EXERCISE OBJECTIVE: Line count for "sign": state how many lines of the data below include it, and output nothing more.
Top of PROVIDED RECORDS
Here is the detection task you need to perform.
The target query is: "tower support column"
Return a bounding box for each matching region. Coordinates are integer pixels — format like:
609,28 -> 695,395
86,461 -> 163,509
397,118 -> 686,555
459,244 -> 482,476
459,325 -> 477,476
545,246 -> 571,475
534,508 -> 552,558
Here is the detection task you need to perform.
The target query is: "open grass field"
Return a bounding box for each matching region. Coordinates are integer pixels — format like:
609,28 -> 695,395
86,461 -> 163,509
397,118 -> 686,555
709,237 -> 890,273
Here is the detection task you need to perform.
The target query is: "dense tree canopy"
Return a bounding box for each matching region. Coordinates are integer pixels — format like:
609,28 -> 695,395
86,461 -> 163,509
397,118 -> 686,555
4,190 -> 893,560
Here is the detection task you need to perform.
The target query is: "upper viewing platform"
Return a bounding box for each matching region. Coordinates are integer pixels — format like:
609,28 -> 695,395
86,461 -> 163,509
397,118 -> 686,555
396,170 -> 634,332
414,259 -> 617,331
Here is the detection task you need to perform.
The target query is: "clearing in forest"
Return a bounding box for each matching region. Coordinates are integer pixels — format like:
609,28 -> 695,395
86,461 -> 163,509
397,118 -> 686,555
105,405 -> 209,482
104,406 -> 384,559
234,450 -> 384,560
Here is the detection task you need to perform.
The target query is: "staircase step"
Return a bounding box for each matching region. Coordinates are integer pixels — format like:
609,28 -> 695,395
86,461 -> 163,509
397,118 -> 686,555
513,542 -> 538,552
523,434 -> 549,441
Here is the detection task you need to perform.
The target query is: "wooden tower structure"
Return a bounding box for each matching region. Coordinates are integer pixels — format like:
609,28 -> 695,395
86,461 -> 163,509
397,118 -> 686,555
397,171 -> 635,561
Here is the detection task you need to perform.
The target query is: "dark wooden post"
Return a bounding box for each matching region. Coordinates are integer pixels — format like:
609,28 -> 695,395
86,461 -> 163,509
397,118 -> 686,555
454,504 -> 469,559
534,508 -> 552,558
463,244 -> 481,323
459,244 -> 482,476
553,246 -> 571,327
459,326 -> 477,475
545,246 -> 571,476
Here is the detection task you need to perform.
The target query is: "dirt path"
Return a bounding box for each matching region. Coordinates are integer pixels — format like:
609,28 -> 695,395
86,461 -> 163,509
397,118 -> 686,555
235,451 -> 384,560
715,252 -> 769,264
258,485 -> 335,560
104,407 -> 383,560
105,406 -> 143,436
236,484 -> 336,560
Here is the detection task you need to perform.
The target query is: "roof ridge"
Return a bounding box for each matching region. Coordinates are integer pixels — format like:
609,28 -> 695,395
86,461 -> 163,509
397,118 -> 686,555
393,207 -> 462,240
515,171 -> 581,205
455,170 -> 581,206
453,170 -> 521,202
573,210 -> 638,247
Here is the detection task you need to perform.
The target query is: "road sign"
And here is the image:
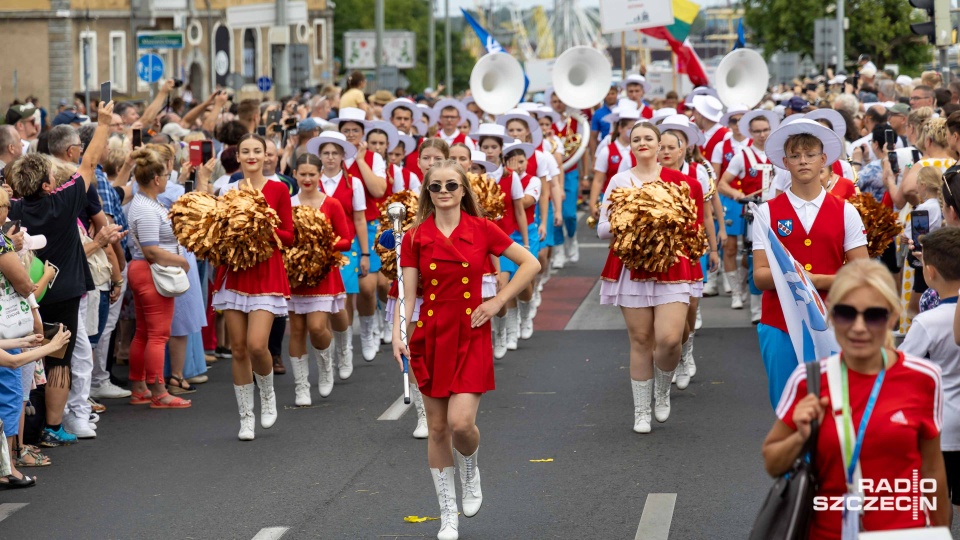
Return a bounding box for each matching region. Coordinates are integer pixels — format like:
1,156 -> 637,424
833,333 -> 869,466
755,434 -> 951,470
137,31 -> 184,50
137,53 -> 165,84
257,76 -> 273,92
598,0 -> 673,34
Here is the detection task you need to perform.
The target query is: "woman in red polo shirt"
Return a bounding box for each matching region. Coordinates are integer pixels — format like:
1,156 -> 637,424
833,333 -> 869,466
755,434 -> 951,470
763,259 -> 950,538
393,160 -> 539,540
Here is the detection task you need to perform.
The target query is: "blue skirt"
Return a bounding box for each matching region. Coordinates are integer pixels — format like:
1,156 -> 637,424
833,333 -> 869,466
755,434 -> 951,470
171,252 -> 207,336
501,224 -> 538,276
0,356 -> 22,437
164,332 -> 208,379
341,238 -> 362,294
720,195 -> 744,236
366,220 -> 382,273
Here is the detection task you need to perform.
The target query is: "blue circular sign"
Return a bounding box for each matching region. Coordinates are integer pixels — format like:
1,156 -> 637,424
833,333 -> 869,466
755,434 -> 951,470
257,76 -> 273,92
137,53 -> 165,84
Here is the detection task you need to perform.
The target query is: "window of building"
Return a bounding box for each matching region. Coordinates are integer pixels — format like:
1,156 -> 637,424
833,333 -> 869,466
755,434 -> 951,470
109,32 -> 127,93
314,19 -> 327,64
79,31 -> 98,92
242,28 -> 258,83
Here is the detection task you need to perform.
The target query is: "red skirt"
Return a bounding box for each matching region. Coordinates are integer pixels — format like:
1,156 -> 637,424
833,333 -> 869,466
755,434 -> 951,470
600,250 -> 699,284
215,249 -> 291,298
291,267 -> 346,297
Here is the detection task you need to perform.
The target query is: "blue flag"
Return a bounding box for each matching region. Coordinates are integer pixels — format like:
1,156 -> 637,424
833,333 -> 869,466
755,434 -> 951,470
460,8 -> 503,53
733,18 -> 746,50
Bottom of PROVIDED RECORDS
Top of PROVIDED RECORDS
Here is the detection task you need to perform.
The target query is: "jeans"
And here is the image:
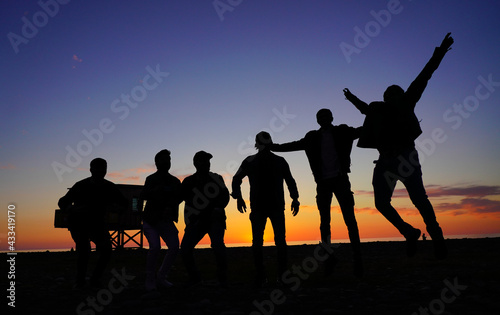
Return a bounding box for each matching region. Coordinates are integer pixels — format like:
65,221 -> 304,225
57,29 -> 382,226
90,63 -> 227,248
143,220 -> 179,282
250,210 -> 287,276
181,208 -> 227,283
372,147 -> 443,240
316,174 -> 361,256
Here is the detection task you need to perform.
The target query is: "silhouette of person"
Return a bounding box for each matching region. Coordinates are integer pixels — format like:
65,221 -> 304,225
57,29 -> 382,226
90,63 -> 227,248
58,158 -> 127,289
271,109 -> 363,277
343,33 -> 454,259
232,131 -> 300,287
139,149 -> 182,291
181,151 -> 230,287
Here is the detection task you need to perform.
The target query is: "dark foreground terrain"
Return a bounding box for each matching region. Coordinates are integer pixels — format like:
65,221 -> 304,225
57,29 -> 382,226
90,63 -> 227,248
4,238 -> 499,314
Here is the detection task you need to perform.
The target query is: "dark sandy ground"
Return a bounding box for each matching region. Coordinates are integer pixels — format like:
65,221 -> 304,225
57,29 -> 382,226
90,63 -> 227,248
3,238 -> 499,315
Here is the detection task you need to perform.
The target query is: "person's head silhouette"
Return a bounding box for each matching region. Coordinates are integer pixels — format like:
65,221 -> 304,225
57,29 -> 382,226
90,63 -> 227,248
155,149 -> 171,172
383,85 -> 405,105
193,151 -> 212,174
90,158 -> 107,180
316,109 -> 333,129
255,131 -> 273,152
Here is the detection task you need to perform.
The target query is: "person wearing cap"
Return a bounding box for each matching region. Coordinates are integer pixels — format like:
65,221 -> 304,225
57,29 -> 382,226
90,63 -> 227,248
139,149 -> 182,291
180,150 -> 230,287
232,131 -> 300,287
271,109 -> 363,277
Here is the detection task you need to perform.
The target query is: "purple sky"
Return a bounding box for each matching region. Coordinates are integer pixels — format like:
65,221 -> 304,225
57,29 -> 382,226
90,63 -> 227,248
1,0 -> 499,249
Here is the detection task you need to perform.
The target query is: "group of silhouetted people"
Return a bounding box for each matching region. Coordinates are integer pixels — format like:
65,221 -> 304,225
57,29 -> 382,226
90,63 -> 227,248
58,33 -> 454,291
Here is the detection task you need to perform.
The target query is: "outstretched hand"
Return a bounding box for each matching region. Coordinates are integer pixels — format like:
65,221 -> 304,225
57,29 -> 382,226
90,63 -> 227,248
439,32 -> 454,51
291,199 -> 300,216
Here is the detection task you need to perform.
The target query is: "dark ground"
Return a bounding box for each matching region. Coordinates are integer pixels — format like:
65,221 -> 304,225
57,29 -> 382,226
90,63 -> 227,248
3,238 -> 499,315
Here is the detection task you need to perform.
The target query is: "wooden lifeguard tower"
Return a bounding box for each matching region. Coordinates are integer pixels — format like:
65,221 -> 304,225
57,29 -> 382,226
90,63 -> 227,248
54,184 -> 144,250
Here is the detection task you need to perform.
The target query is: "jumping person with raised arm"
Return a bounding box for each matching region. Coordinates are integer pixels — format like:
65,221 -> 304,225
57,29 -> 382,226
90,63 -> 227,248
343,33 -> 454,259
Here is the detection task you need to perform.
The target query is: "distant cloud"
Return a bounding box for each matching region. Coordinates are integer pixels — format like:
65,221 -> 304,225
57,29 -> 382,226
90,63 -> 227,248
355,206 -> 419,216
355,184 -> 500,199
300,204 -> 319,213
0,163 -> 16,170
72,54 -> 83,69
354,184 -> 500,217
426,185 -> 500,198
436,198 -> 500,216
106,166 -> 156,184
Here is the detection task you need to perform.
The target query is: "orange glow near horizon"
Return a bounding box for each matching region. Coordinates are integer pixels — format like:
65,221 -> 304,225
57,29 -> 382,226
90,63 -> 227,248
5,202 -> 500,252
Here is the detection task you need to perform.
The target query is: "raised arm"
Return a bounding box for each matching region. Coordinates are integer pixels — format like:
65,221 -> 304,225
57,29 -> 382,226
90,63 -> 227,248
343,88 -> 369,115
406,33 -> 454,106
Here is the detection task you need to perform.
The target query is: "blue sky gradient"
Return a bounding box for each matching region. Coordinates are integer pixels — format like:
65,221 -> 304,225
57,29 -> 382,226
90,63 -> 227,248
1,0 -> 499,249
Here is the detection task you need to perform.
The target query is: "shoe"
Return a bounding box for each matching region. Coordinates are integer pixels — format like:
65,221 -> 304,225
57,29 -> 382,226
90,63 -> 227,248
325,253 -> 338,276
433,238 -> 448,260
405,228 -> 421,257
Bottom of PROVIDED RECORDS
Top of PROVIDED RECORDS
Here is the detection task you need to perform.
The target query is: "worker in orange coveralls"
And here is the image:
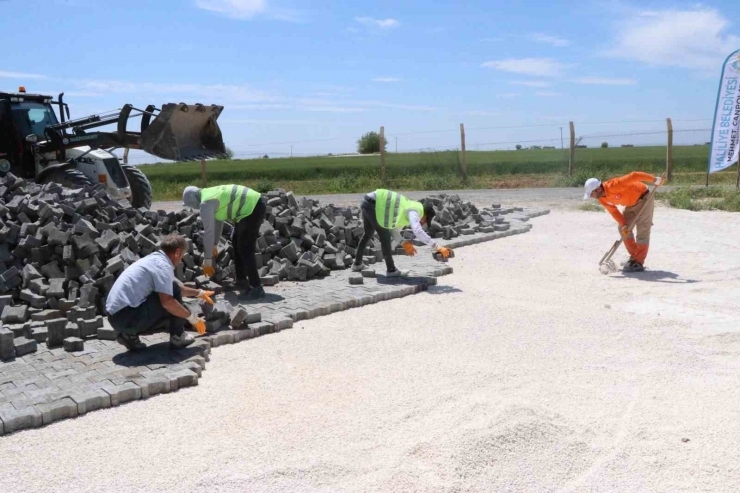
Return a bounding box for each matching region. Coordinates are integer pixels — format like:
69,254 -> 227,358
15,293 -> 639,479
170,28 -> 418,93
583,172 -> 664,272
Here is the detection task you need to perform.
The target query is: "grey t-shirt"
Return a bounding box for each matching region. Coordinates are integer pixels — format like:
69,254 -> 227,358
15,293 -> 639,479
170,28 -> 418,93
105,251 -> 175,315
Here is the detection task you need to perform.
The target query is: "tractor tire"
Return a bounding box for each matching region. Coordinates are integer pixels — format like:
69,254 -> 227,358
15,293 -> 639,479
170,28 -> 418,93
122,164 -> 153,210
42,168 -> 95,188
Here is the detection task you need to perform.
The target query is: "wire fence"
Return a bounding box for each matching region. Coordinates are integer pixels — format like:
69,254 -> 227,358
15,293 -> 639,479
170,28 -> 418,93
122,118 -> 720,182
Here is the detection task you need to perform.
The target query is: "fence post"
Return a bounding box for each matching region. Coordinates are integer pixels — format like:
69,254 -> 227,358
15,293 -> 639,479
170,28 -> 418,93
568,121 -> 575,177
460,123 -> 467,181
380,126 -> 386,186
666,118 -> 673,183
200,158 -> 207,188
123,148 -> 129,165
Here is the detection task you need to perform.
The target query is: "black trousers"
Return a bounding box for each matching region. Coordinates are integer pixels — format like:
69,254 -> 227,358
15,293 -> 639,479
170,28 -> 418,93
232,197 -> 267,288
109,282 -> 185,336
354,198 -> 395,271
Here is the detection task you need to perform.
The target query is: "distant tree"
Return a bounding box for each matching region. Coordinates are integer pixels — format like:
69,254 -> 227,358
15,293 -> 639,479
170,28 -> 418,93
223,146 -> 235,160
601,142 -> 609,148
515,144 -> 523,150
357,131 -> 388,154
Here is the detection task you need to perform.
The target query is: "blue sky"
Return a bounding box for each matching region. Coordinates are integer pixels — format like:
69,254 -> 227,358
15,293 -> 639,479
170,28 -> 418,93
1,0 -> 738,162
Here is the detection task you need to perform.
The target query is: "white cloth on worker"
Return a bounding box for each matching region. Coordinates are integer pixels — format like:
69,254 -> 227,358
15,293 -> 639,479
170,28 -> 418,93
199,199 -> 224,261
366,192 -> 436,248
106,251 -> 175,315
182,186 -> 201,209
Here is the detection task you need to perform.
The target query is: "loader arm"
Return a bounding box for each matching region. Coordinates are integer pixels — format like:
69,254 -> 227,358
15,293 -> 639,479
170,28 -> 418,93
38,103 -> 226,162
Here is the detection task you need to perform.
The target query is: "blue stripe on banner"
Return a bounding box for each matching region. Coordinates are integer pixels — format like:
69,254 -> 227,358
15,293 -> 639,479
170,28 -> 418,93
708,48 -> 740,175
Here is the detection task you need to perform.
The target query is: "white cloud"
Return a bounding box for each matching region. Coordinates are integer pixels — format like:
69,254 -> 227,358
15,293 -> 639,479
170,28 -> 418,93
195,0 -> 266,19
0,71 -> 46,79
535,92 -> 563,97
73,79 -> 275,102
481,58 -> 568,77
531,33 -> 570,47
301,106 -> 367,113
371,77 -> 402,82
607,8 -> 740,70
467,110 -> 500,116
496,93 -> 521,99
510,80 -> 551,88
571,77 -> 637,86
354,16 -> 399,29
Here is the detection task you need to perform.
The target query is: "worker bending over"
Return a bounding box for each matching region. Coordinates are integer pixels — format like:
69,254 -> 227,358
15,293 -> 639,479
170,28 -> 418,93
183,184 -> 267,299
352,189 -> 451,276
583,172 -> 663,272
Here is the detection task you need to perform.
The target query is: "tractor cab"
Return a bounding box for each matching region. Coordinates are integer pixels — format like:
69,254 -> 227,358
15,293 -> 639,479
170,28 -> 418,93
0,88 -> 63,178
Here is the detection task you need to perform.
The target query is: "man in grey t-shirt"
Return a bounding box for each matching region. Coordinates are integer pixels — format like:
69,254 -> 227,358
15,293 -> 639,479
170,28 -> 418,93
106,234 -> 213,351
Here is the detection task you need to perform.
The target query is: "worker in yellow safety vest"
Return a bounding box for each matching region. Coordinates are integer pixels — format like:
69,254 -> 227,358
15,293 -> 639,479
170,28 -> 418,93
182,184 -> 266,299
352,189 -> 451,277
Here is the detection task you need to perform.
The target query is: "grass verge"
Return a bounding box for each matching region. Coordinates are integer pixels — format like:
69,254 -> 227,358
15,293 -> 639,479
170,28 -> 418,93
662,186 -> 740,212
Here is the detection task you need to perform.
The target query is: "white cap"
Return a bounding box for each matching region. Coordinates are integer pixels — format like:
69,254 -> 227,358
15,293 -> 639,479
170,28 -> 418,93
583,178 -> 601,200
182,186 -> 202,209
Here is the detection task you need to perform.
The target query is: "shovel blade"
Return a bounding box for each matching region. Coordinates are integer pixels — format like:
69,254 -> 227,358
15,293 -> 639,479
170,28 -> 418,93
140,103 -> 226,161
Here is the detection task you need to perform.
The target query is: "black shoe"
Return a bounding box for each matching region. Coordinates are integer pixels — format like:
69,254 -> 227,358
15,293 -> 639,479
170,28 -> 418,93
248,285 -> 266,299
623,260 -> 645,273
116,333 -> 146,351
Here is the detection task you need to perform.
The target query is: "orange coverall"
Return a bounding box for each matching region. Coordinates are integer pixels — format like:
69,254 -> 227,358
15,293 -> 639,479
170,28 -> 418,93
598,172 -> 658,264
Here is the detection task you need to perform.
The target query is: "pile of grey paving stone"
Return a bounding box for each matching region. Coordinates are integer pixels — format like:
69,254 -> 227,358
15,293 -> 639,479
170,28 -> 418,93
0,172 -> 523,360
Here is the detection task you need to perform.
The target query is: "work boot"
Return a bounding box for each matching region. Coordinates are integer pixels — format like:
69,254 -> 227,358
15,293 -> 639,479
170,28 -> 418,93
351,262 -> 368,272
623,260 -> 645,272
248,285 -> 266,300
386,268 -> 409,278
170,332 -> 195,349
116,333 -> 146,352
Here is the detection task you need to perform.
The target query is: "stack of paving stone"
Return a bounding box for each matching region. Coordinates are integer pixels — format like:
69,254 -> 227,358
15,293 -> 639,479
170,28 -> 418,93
Bottom of PROVIDED RECORDS
WORKED SOLUTION: 2